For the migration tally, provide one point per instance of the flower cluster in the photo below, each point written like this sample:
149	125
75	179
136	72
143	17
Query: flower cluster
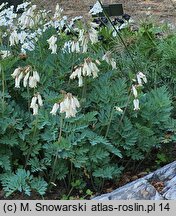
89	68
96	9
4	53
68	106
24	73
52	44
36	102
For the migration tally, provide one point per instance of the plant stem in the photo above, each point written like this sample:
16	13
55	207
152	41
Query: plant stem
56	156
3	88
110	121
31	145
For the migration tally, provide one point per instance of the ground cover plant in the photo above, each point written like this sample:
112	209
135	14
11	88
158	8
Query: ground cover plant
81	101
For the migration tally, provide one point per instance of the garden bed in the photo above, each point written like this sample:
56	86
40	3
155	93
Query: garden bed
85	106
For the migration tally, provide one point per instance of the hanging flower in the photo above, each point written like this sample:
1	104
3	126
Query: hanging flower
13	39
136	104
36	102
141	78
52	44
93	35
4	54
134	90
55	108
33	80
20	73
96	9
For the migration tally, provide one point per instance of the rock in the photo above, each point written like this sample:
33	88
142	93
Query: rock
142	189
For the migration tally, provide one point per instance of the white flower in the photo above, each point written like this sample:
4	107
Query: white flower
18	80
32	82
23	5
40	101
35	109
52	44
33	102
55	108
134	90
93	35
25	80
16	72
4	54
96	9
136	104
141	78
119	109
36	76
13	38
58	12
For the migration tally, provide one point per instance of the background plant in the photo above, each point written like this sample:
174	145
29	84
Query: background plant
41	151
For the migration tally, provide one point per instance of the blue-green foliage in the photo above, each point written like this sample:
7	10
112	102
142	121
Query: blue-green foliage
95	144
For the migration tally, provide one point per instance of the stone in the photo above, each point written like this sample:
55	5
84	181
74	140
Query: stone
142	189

· · · · ·

_Work required:_ Give the entries again without a single change, but with no pictures.

_Solution below:_
For the migration tally, provide one point per instance of the flower cluster in the photo below, each point written like this sample:
149	125
75	179
136	72
143	17
Query: flower cluster
89	68
96	9
4	53
68	106
24	73
52	44
36	102
For the migration tally, provide one point per instance of the plant stem in the photo above, each point written like this sample:
16	13
55	207
152	41
Query: plant stem
56	156
3	88
110	121
31	145
For the migration tally, provide one point per instance of the ground cover plant in the photo above, each point written like this sample:
112	209
135	14
11	88
158	8
Query: ground cover plant
81	101
For the migration tally, provide one point per instance of the garden bed in the photo above, each point written like this sample:
56	86
40	3
155	93
Query: garden bed
85	106
For the migration tally, provide one point per instance of the hanging flower in the photo above, each point written like this sample:
1	104
3	126
Query: hanging flower
13	39
136	104
36	102
141	78
52	44
93	35
4	54
134	90
55	108
33	80
20	73
96	9
For the migration tally, provide one point per instance of the rock in the photo above, each point written like this sample:
33	88
142	93
Query: rock
142	189
For the migration tally, provide one point per instance of the white flower in the photo above, each point written like this sample:
4	107
Query: white flower
18	80
32	82
23	5
40	101
35	109
52	44
33	102
55	108
134	90
93	35
25	80
16	72
4	54
96	9
136	104
141	78
119	109
36	76
13	38
58	12
For the migration tally, provide one point per instance of the background plant in the photo above, each point written like this sample:
174	145
29	84
Query: background plant
41	151
For the migration tally, provide one point per instance of the blue-green foliage in the photo above, each point written like this sample:
7	10
112	102
142	121
Query: blue-green foliage
95	144
For the migration tally, provide one point per instance of the stone in the photo above, each point written like this sample:
55	5
84	181
74	140
Query: stone
142	189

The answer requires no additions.